*Instrucciones*:
a - Enumera los pasos que, según el texto sobre la Fosa de Atacama, hay que seguir para estudiar e identificar los microorganismos.
b - Prolonga el texto sobre la Fosa de Atacama a partir de su última oración.

*Texto fuente*:
================================
Los detectaríamos gracias a sus biopelículas o biofilms, la capa protectora que los microorganismos extremófilos producen para protegerse y sobrevivir en estos ambientes tan hostiles. Las hacen de carbohidratos complejos, muchas veces en simbiosis con otros microorganismos, en verdaderas comunidades de bacterias y hongos bajo un mismo techo. 

A pesar de la completa oscuridad del fondo marino, a casi cuatro kilómetros de profundidad, nos topamos con bellísimas biopelículas de intensos tonos anaranjados o blancos, en una zona que jamás había sido explorada. 

Según calcula la geología, la Fosa de Atacama se formó hace unos 150 millones de años —la evidencia más antigua del Homo sapiens es de solo 300 mil años atrás—, y al no haber sufrido mayores cambios ni verse afectada por la actividad humana, es probable que estos microorganismos también se hayan mantenido sin grandes alteraciones. Por lo tanto, nos podrían ayudar a comprender qué tipo de vida existía entonces y cómo evolucionaron para sobrevivir en un hábitat tan estresante. 

Para estudiarlos e identificarlos, tenemos que preparar un ambiente de laboratorio lo más similar posible al de la Fosa de Atacama: baja temperatura (entre 1,7 y 4 grados) y baja luz. Ahí debemos incubarlos, esperar a que crezcan y se reproduzcan, para luego secuenciarlos y hacerles análisis bioinformático. 

A diferencia de los organismos termófilos, que se desarrollan a temperaturas muy altas y se pueden reproducir más rápido, estos son psicrófilos: es decir, necesitan del frío, por lo que su metabolismo es mucho más lento y también su desarrollo. Los resultados, entonces, también tardarán más: calculamos al menos un año y medio para saber exactamente qué especies de microorganismos recolectamos y cómo se comportan.
================================
*Contenido del listado*:

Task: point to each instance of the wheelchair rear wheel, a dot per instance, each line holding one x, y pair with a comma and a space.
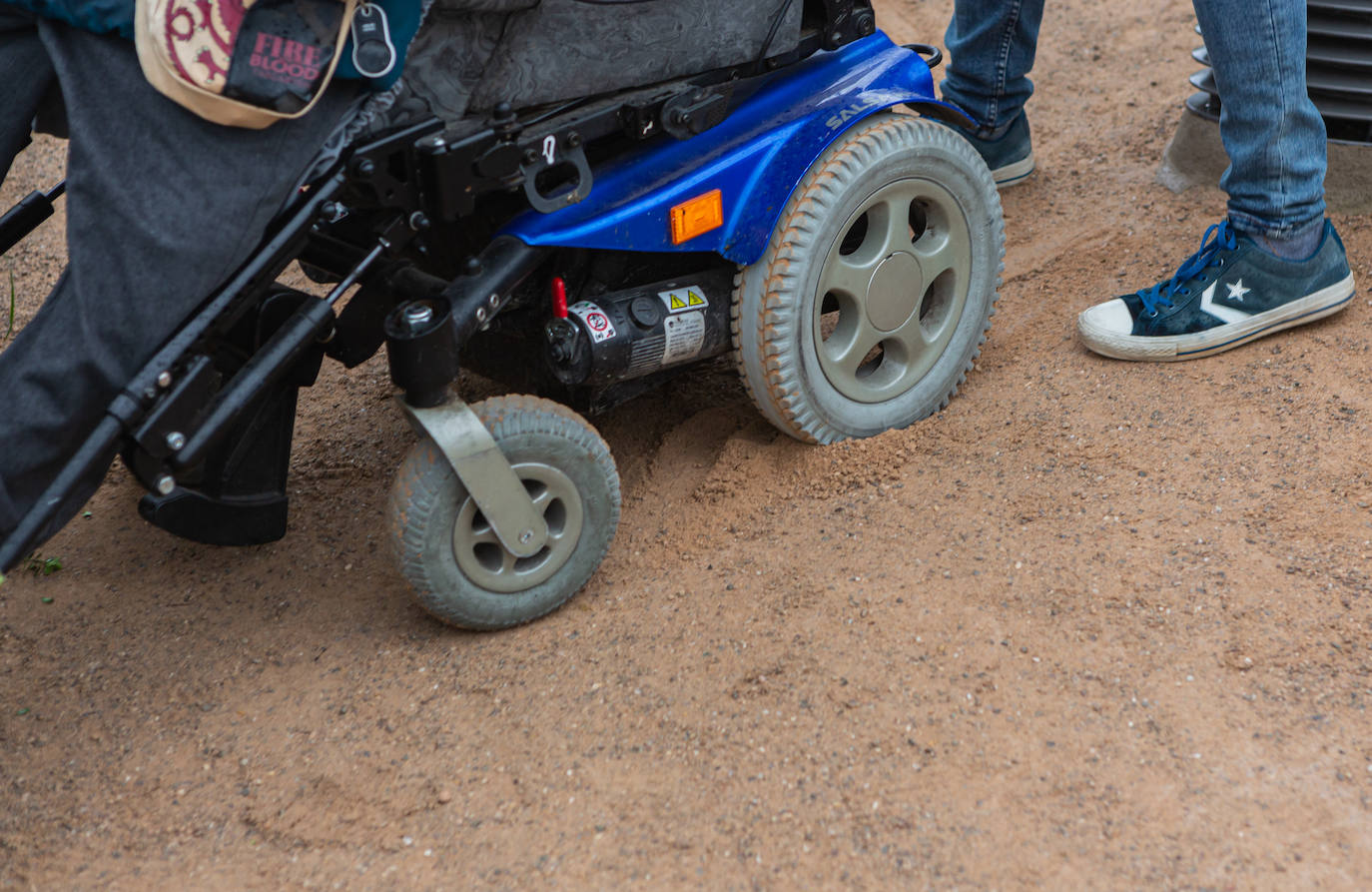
447, 550
876, 291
================================
*Respuestas*:
a -
- Preparar un ambiente de laboratorio lo más similar posible al de la Fosa de Atacama: baja temperatura (entre 1,7 y 4 grados) y baja luz
- Incubarlos
- Esperar a que crezcan y se reproduzcan
- Secuenciarlos
- Hacerles análisis bioinformático

b -
Nuestro principal objetivo es entender cómo estos microorganismos pueden sobrevivir y formar biopelículas en uno de los ambientes más extremos de la Tierra. Así también podríamos tener pistas importantes para identificar cómo se desarrolló la vida en nuestro planeta. 

Lo que me mueve es conocer qué existe ahí donde a simple vista no vemos nada. Casi siempre hay vida, en cada rincón, y estudiarla es urgente, pues el impacto del cambio climático podría alterar por completo el hábitat de muchos microorganismos y perderíamos para siempre la posibilidad de poder conocerlos y aprovechar el gran abanico de posibilidades que nos entrega su comportamiento. 

Para mí, Chile es un gran laboratorio natural. A poca distancia puedo encontrar montañas cubiertas de hielo, desiertos muy secos, aguas termales o mares profundos: el límite de la vida, en sus diversas formas, está acá.


Aparna Banerjee es doctora en botánica, especializada en microbiología, e investigadora de la Universidad Autónoma de Chile.